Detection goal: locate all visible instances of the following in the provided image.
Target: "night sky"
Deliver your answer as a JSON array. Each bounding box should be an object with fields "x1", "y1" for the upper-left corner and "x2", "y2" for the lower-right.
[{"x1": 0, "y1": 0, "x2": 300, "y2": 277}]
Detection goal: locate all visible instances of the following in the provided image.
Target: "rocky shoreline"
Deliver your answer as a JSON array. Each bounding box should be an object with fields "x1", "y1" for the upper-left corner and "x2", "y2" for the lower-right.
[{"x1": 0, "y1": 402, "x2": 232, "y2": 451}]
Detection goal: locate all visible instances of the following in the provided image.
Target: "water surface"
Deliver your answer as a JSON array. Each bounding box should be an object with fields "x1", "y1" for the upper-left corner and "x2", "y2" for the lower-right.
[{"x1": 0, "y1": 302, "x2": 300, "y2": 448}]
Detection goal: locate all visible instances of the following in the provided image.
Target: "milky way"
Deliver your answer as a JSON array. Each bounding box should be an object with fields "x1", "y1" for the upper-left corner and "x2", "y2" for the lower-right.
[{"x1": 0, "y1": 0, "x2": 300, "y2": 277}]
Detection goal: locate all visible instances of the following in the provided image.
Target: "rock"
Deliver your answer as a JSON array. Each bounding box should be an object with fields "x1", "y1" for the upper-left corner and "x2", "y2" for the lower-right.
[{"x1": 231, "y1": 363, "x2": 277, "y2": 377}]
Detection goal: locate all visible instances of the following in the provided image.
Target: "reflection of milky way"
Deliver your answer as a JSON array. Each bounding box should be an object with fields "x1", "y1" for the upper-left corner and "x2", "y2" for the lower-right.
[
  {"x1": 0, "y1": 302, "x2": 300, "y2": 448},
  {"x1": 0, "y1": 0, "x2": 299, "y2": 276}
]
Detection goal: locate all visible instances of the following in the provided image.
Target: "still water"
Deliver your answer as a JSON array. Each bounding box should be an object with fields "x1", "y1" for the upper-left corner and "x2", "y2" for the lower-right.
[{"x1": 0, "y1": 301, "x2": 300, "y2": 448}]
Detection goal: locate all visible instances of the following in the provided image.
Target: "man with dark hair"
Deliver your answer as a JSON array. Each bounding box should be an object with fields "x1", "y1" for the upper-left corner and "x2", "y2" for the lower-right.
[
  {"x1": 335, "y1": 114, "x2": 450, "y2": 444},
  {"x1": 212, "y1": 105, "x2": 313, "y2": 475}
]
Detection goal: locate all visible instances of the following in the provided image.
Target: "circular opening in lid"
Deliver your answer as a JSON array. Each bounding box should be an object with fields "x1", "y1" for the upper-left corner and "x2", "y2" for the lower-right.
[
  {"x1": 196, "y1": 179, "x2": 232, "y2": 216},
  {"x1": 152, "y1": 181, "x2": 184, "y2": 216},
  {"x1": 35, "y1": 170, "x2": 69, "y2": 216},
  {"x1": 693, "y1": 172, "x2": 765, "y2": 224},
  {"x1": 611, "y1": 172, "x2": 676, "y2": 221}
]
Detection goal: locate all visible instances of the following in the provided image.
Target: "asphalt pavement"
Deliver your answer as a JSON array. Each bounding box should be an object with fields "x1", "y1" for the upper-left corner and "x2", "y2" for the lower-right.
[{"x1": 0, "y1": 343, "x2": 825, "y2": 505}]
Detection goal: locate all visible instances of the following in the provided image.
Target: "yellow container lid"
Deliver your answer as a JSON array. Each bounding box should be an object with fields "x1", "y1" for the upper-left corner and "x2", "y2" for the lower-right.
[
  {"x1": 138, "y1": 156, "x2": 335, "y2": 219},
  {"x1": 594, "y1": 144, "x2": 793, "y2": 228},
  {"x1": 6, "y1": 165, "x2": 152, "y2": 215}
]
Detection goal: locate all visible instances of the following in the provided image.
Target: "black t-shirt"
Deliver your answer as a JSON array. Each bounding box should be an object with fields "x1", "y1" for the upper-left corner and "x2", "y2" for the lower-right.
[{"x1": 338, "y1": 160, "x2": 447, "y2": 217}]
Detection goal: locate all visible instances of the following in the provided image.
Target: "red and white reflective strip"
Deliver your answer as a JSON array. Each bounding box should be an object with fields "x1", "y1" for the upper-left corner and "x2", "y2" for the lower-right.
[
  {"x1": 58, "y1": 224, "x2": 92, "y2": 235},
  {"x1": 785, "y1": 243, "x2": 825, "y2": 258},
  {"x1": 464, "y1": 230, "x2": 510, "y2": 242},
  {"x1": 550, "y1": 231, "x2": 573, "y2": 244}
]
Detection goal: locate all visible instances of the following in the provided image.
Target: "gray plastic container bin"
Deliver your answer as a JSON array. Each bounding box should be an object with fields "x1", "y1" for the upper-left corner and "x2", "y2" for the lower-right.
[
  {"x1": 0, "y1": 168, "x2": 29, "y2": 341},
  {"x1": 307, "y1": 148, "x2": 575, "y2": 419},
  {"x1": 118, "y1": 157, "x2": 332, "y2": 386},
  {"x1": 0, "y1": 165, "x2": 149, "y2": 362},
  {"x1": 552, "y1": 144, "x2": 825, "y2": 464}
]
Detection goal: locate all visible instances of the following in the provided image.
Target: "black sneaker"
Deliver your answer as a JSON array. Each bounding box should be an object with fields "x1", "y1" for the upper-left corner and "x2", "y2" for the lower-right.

= = = =

EXERCISE PROMPT
Collect every line of the listing above that contains the string "water", treating uppercase and lowercase letters as distinct.

WRITTEN RESPONSE
Target: "water surface"
Target: "still water"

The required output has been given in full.